** Supplied text **
To Leo Buscaglia, all of life is learning, and that means learning from the bad along with the good.
Buscaglia, known internationally for his best-selling books on loving and human relationships, was incredulous as he told of being in a Baltimore hotel elevator with a baseball star. When the player stepped out of the elevator, he was surrounded by 8- and 9-year-old fans, including one wide-eyed boy who asked his hero to sign his baseball card.
"The player told the little boy, 'Buzz off,' " Buscaglia said, shaking his head. "It would have taken no longer to sign the card than to say 'Buzz off.' The boy was crushed.
"That is the saddest kind of behavior."
The anecdote led Buscaglia to one of his favorite topics: education, what we learn and how we learn it.
"I have been a teacher myself all my life," he said, moving from his small desk in an assistant's office in Pasadena to a chair closer to his visitor. "I have an intense passion to share with people. Our only salvation is in knowledge, in learning.

(Plain-language descriptions of regions)

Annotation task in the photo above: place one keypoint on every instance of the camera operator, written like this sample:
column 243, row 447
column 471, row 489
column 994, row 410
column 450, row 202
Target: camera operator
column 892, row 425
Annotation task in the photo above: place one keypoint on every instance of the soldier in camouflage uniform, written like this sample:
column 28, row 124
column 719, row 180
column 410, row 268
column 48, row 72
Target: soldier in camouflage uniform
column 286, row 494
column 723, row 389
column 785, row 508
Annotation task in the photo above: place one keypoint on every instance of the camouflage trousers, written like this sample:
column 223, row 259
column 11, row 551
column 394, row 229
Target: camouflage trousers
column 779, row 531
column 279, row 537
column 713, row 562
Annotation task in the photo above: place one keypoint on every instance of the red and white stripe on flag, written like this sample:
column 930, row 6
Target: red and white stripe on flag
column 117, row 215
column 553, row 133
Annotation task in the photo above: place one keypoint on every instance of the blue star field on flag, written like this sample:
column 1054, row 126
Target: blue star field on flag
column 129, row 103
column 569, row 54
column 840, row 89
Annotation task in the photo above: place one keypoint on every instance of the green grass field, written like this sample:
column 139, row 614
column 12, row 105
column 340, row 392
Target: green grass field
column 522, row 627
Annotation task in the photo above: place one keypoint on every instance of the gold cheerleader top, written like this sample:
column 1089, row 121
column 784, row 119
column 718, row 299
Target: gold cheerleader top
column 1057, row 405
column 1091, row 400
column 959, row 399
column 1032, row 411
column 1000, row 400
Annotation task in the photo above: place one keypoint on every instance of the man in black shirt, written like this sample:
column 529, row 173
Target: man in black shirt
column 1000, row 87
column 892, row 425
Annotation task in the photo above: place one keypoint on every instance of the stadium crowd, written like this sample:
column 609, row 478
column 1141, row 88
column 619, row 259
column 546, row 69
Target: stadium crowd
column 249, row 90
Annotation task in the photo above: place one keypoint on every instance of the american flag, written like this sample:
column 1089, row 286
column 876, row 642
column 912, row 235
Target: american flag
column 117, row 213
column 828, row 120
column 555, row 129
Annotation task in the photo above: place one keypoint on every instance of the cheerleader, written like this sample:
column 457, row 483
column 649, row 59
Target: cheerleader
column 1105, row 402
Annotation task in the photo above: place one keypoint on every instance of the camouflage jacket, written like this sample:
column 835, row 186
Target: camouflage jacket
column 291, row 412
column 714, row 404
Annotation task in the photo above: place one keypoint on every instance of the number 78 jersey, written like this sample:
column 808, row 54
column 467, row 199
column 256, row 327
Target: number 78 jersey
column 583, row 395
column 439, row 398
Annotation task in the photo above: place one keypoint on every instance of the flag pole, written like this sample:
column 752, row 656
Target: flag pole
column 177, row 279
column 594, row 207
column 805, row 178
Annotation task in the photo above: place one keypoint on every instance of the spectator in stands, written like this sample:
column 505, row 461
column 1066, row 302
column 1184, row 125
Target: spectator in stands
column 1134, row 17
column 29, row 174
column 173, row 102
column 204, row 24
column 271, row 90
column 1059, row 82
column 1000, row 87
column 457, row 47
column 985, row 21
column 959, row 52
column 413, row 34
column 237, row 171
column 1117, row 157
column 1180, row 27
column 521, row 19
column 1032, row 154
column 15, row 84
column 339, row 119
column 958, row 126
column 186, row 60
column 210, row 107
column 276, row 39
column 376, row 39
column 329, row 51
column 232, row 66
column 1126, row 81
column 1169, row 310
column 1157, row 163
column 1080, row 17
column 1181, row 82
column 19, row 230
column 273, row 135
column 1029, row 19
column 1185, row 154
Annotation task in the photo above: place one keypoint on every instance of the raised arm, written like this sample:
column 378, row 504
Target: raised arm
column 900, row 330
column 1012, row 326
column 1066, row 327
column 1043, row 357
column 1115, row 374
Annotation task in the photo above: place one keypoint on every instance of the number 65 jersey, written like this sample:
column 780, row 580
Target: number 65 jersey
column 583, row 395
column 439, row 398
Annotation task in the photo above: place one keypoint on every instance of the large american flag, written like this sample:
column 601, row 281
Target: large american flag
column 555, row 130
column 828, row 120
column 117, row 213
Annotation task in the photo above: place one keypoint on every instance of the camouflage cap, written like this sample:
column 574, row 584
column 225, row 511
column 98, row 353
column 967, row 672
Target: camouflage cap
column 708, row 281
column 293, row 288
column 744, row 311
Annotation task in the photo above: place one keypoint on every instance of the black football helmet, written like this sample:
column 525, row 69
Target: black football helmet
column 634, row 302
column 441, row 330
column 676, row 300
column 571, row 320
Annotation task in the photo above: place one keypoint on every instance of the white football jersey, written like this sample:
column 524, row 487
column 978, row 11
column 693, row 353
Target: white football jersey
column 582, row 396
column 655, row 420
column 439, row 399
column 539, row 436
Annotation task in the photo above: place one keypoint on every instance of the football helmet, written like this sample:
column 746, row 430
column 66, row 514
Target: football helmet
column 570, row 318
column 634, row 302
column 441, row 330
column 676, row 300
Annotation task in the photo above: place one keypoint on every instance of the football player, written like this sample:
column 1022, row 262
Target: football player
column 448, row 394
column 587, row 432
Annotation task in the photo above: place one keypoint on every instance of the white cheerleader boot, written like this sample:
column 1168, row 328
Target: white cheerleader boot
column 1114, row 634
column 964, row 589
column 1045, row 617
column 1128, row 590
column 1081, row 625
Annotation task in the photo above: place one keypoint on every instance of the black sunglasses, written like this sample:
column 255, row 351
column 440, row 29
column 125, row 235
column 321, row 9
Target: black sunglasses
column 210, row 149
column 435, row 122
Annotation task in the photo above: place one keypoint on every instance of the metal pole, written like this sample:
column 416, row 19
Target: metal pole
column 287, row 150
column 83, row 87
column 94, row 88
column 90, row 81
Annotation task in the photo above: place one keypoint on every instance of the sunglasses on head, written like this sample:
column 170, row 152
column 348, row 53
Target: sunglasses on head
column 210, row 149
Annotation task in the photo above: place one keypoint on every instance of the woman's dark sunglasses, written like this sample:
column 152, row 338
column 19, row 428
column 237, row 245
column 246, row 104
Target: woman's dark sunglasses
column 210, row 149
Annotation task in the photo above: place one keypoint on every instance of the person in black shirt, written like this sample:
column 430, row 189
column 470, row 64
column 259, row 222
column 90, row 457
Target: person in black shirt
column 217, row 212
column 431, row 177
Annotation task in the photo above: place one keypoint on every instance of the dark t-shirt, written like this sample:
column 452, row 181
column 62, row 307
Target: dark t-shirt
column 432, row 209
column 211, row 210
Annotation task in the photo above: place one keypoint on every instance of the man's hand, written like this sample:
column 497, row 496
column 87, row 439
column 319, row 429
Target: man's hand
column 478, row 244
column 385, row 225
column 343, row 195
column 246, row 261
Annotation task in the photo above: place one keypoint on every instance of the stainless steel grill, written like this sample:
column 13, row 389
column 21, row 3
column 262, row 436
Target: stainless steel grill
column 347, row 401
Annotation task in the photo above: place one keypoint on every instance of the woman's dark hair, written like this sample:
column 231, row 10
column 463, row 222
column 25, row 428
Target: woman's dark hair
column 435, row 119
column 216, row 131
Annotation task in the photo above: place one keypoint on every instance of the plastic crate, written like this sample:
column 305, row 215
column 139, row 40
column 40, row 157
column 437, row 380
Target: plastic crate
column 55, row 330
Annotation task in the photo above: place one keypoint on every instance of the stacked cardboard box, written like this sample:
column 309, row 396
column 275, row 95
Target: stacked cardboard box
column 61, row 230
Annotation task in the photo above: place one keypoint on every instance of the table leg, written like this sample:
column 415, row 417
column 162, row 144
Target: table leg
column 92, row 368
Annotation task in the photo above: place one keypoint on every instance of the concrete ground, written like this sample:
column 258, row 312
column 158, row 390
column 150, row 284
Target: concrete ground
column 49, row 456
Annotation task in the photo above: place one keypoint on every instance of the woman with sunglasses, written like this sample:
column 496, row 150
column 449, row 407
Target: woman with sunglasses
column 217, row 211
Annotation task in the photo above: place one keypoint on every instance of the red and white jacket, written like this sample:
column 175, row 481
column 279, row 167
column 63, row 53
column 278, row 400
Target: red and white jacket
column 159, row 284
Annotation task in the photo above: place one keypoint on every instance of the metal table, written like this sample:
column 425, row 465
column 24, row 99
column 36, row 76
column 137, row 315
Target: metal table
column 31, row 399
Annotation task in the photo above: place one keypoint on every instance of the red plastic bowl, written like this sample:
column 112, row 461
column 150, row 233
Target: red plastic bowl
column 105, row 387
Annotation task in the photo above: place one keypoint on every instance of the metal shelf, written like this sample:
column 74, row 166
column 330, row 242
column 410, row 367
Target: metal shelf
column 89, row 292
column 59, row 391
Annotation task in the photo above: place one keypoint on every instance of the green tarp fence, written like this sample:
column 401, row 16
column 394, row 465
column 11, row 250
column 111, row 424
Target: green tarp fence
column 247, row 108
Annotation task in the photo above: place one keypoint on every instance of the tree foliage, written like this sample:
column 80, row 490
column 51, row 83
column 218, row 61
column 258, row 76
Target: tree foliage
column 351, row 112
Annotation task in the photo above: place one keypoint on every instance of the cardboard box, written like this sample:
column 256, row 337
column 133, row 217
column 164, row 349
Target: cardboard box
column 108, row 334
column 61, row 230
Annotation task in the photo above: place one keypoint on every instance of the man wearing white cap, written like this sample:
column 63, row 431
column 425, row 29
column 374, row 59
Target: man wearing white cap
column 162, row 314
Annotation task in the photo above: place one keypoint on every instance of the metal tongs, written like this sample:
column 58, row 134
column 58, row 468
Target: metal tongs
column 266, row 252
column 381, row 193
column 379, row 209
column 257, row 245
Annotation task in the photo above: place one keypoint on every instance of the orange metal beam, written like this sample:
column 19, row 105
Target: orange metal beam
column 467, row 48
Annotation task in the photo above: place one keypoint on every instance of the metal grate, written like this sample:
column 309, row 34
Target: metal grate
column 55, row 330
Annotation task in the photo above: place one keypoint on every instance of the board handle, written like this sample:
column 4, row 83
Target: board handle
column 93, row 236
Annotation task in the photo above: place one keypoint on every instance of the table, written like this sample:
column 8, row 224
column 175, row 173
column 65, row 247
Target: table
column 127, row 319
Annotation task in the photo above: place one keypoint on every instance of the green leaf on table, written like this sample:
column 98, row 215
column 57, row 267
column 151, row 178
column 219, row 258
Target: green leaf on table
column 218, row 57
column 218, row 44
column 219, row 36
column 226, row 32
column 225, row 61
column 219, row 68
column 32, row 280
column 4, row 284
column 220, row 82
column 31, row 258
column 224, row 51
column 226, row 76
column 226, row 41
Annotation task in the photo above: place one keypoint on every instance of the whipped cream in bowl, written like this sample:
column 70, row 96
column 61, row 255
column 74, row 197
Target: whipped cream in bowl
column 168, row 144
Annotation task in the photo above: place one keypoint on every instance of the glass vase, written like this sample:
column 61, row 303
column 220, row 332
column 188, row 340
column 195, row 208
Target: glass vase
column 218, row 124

** Required actions **
[a] In the Leo Buscaglia profile, what did the baseball player say to the boy who asked him to sign his baseball card?
[b] Continue the Leo Buscaglia profile from where it ends.

** Results of the exercise **
[a] He told the boy, "Buzz off."

[b]
"The minute we stop learning we begin death, the process of dying. We learn from each other with every action we perform. We are teaching goodness or evil every time we step out of the house and into the street."
Buscaglia, on leave as a professor of education at USC, where he earned bachelor's, master's and doctoral degrees and teaching and administrative credentials, stressed the need also for teachers of specific skills.
"There is a lot of focus on education now," he said, "on internal as well as external education, how to make ourselves better.
"These are very difficult times. When I attended high school, my school was rated the highest in the city. It is now the lowest. When the neighborhood changed, the school went down. But we must give every student an appropriate education. I would hope the schools would change, would keep up their standards.
"We also cannot blame everything on the schools. The best students come from homes where education is revered, where there are books and children see their parents reading them.
"We all share this responsibility (for education). Yet how many times do you hear people say they voted against a school bond issue because 'my kids are through school.' That is a provincial attitude."
Buscaglia said that general education is taking the lead of special education--his field of expertise--in moving to individualize teaching for each student.
Individuals, Not a Mass
"We need to recognize children as individuals and not see them as a mass," he said. "Special education has to be individualized and it has been a model for regular education.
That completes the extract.